• [RECORDS TO USE]
######

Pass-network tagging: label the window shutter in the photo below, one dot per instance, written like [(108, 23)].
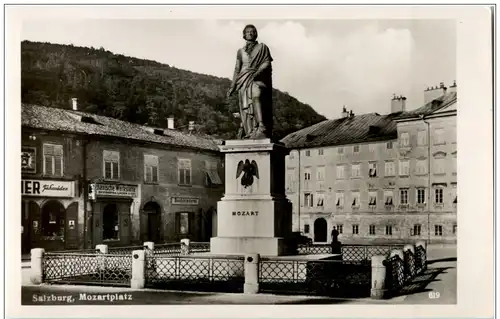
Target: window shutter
[(107, 169), (154, 170), (48, 165), (116, 173), (58, 165)]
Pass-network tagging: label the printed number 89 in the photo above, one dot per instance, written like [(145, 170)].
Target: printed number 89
[(434, 295)]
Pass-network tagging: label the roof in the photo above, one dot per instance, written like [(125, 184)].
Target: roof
[(437, 104), (64, 120), (356, 129)]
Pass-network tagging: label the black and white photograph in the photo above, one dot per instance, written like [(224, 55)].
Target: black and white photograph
[(255, 159)]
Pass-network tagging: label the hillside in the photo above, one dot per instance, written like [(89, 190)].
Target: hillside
[(142, 91)]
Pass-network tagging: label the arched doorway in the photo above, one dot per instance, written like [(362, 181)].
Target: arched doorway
[(110, 222), (320, 234), (152, 211)]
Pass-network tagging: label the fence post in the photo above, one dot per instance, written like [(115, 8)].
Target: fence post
[(423, 260), (251, 274), (36, 276), (379, 271), (400, 254), (103, 249), (409, 250), (185, 246), (138, 280)]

######

• [WHAT THIS TASK INVOLVES]
Find every line of the data that holds the string "tagging", then say how many there are and nothing else.

• [RESULT OF THE EXERCISE]
7